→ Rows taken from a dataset
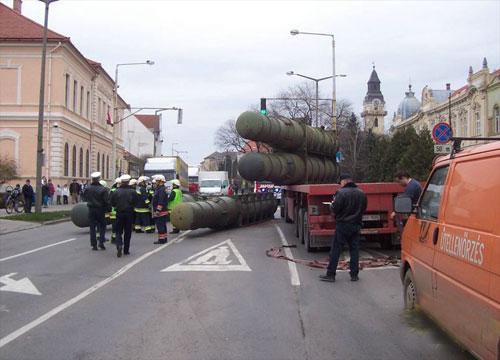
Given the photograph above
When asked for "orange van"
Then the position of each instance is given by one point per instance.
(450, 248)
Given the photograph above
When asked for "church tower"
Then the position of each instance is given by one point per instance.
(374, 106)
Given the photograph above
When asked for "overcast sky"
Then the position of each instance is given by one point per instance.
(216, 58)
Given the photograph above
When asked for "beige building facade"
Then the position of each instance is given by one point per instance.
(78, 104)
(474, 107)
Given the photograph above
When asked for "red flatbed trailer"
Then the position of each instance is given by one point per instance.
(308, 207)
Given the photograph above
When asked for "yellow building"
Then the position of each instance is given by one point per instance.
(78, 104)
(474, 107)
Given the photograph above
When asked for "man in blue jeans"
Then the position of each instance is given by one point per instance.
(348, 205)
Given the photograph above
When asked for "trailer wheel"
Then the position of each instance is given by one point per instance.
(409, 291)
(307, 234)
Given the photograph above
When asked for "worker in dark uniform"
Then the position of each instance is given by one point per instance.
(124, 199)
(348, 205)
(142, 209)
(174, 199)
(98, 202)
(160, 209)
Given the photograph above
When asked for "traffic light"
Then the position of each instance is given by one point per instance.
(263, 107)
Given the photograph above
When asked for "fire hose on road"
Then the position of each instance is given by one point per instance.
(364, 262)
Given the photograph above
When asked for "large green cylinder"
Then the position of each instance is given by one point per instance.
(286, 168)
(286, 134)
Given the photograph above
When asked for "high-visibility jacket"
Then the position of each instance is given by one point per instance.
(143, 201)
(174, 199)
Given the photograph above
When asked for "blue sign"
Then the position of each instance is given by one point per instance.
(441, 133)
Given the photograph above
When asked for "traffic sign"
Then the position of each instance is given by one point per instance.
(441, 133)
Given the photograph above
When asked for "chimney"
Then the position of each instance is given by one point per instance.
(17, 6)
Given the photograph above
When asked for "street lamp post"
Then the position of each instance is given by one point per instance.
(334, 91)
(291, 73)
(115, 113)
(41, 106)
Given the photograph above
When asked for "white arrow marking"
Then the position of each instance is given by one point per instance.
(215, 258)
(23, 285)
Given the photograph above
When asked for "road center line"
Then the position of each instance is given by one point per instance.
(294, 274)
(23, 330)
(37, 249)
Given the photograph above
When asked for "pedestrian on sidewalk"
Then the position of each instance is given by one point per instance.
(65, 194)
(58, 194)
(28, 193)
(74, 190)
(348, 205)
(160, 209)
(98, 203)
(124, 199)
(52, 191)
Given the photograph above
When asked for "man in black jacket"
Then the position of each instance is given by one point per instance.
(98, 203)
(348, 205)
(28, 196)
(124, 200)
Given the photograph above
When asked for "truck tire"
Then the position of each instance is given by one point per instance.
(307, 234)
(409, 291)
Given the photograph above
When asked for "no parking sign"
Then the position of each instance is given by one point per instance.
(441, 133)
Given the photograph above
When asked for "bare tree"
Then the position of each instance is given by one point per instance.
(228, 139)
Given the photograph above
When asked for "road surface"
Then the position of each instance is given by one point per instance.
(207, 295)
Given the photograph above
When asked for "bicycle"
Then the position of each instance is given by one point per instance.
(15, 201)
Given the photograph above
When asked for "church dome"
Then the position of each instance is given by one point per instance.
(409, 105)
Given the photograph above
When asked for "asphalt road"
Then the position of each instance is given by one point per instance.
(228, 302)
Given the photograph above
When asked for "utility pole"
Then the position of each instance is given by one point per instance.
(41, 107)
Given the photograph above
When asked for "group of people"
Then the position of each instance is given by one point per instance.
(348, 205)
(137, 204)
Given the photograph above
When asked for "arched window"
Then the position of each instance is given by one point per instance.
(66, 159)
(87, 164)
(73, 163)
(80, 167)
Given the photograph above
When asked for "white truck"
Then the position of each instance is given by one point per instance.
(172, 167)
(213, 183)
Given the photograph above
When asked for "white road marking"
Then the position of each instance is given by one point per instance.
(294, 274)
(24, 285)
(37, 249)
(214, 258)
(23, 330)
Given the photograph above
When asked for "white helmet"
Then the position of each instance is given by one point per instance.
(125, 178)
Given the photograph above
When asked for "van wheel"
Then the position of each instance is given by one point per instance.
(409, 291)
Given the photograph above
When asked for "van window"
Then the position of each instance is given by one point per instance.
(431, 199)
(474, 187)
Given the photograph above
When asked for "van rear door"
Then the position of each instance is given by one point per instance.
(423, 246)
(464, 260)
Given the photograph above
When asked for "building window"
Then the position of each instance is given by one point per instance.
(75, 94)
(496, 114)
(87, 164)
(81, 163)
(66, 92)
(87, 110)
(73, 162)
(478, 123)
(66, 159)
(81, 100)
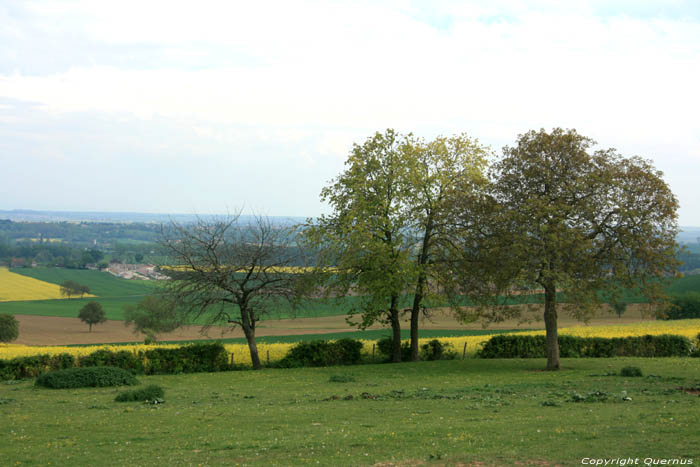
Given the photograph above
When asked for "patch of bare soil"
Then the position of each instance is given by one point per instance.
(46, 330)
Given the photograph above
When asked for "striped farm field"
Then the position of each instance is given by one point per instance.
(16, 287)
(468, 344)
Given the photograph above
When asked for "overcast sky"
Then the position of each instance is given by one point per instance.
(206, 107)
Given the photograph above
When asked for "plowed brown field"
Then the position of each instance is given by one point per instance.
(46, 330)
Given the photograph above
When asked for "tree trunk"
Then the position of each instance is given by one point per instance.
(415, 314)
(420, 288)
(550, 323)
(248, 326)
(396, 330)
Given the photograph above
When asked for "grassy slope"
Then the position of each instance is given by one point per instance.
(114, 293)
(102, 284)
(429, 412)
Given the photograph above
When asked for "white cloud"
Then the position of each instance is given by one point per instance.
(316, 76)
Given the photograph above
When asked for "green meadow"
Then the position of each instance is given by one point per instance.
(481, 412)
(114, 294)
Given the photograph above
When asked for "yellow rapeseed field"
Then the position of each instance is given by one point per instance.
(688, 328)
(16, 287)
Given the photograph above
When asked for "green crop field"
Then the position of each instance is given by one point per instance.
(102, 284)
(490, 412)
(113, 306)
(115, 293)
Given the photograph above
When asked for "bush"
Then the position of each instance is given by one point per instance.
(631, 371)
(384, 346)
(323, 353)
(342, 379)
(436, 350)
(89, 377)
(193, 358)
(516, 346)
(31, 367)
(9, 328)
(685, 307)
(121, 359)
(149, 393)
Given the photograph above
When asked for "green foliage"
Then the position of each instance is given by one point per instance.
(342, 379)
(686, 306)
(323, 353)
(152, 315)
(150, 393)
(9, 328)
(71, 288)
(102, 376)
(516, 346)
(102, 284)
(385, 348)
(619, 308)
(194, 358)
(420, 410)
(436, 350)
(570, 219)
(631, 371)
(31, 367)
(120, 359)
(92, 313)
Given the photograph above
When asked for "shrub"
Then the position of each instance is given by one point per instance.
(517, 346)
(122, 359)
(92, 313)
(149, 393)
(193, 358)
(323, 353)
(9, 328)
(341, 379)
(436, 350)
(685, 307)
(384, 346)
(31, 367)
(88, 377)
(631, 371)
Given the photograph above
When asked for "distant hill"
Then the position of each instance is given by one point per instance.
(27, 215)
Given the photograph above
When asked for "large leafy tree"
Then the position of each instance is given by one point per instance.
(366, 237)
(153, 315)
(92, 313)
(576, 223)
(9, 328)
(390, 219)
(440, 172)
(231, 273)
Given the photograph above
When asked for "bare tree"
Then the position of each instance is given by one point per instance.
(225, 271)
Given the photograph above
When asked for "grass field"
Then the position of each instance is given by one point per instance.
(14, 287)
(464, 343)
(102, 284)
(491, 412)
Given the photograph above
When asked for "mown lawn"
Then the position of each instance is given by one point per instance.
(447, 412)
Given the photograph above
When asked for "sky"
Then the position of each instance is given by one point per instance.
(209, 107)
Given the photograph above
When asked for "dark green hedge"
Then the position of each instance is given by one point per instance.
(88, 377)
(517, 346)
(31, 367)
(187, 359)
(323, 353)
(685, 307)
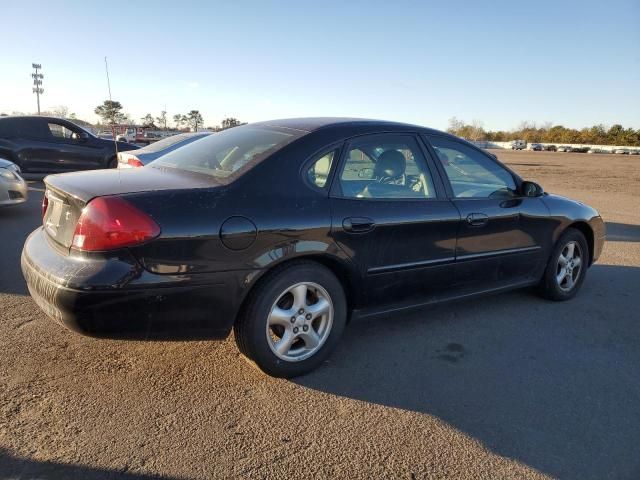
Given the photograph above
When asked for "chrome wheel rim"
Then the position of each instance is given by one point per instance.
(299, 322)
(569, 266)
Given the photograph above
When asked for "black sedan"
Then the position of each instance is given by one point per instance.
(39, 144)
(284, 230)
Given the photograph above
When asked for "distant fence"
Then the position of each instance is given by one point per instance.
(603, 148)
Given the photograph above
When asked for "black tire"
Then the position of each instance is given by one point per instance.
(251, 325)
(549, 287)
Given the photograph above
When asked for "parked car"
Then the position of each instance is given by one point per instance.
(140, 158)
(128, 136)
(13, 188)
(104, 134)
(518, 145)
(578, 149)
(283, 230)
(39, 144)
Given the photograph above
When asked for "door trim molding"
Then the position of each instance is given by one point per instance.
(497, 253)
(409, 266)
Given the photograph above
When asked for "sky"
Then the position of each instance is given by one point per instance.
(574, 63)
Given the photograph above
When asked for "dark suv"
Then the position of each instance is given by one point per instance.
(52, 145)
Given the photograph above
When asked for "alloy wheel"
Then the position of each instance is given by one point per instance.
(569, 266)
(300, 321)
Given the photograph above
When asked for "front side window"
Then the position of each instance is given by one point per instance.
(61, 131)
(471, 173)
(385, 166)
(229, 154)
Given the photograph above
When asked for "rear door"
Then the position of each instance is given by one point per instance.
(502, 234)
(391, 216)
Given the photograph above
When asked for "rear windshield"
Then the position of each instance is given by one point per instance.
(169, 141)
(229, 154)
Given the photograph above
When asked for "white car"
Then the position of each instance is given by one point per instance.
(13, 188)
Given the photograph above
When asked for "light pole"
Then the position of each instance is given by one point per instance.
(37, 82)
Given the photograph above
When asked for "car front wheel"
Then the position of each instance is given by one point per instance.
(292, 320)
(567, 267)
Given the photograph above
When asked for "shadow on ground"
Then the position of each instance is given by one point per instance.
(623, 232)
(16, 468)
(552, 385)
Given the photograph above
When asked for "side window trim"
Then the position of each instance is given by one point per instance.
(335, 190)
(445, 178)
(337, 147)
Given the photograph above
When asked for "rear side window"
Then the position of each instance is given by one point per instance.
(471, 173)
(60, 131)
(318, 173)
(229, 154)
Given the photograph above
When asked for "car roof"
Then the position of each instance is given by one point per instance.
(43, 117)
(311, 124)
--
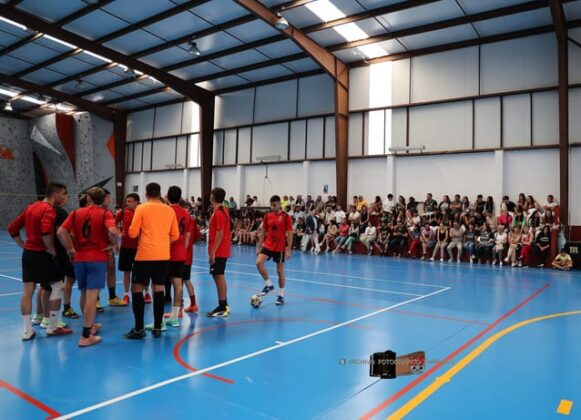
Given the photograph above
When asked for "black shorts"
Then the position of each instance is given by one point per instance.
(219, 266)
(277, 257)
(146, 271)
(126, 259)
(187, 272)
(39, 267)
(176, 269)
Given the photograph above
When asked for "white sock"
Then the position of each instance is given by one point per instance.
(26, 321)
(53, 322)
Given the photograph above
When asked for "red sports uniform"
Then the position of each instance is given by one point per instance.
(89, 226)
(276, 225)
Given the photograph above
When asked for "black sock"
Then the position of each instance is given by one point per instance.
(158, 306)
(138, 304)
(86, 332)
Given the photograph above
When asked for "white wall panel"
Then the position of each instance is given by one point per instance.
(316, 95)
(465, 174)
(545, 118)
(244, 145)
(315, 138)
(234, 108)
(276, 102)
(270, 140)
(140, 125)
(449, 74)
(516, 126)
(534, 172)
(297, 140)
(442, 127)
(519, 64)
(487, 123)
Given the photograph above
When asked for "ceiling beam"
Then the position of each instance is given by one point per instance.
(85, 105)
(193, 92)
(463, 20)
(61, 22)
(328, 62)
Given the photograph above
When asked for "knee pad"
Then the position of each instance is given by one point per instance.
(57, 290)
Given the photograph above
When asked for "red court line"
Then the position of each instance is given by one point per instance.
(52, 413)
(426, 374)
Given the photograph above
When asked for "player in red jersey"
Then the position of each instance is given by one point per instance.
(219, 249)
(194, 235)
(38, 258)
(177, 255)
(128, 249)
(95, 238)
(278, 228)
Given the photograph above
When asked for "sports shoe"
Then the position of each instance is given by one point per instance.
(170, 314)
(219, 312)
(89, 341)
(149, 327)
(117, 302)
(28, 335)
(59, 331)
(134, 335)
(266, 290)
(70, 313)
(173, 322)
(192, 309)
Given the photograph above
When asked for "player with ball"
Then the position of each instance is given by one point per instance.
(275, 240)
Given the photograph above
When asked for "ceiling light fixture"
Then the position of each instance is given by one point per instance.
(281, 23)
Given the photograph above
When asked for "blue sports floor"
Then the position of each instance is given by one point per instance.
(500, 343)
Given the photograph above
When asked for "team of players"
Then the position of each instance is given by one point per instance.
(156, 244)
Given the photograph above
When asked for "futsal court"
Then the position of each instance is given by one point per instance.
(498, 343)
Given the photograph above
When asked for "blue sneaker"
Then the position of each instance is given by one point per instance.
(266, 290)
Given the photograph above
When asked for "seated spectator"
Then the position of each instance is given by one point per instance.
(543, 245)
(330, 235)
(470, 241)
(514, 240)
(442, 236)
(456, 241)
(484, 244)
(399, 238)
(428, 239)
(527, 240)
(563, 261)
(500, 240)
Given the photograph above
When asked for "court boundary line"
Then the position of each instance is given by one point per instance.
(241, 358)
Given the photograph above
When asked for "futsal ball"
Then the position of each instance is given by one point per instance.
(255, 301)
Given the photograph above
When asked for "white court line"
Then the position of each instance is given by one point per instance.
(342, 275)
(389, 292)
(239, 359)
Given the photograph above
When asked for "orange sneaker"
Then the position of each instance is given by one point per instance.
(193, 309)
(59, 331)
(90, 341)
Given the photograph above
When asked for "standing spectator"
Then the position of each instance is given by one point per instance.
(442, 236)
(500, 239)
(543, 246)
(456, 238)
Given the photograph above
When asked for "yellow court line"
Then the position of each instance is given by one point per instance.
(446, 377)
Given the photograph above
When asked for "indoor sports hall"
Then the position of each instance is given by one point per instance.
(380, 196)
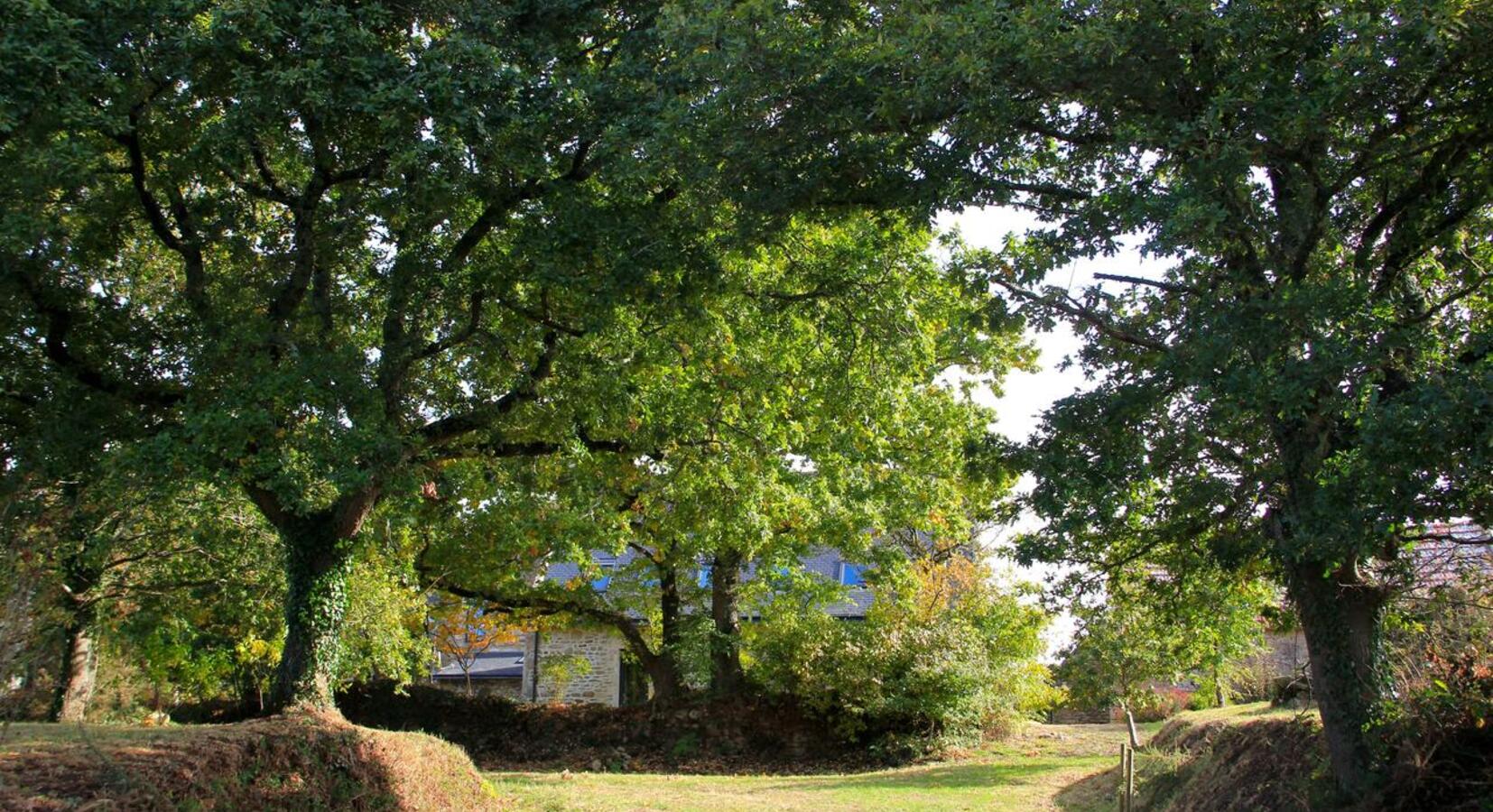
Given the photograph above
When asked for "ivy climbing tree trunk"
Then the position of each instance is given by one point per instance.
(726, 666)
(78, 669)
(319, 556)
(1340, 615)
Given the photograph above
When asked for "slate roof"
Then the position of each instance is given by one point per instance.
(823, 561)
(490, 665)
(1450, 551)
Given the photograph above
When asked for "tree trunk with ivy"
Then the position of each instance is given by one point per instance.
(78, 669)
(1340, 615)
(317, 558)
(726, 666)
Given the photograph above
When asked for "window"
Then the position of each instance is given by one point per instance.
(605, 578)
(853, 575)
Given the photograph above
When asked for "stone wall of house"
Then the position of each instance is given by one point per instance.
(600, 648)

→ Given instruction
Report each line of the data above that contains the string "wall". Case counts.

→ Complete output
When asked for "white wall panel"
When asked for "stone wall of house"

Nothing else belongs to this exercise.